AIM OF THE EXERCISE
Go through the listing and copy each line that has the string "marker" in it.

[EXTRACTED RECORDS]

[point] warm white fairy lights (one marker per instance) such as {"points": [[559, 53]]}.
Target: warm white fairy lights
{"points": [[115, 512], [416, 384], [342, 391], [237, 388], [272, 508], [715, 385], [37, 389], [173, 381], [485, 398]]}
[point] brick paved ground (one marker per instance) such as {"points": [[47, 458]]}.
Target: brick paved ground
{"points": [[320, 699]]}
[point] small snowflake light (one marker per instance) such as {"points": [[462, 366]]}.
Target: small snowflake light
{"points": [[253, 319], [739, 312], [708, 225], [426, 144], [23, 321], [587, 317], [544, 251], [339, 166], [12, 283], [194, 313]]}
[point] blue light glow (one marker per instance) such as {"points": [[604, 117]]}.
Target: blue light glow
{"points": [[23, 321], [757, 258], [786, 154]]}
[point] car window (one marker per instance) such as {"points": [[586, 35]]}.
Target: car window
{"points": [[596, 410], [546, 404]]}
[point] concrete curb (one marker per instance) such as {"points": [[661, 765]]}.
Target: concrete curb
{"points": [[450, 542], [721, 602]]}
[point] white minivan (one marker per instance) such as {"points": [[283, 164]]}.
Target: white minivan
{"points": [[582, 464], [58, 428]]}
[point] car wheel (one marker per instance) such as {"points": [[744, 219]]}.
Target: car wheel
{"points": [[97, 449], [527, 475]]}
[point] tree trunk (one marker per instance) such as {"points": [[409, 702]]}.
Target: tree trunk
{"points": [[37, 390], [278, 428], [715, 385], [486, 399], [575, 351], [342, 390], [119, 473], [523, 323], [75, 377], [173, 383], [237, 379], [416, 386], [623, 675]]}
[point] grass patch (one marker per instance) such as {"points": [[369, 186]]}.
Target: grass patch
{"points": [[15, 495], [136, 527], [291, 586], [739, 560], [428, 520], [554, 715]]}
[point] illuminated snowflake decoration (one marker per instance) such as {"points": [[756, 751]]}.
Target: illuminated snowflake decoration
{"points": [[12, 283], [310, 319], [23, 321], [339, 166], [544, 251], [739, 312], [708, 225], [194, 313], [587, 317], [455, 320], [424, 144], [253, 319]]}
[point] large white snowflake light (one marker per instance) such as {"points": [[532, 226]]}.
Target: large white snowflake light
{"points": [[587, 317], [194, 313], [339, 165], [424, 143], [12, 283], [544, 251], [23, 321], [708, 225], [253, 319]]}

[/EXTRACTED RECORDS]

WRITTEN RESPONSE
[point] warm white fairy lights (one marker per instance) such as {"points": [[559, 53]]}.
[point] brick paved ground (one marker per instance) such as {"points": [[47, 458]]}.
[point] small snowflake light (one marker per instance) such as {"points": [[462, 366]]}.
[point] blue light glow (one marker per instance) such as {"points": [[604, 117]]}.
[point] car window (one marker per instance) such as {"points": [[586, 35]]}.
[point] concrete curb (one marker per instance) such as {"points": [[661, 765]]}.
[point] white minivan (one marker per instance) such as {"points": [[283, 164]]}.
[point] car wheel (one marker per instance) such as {"points": [[744, 219]]}.
[point] tree trunk (one marker per instance) such as {"points": [[409, 702]]}.
[point] grass patch (one marker per instance) such as {"points": [[369, 186]]}.
[point] illuminated snowflake decoration (one marker per instance) such as {"points": [[756, 751]]}.
[point] large white snowflake light (one marker per instance) such as {"points": [[532, 226]]}.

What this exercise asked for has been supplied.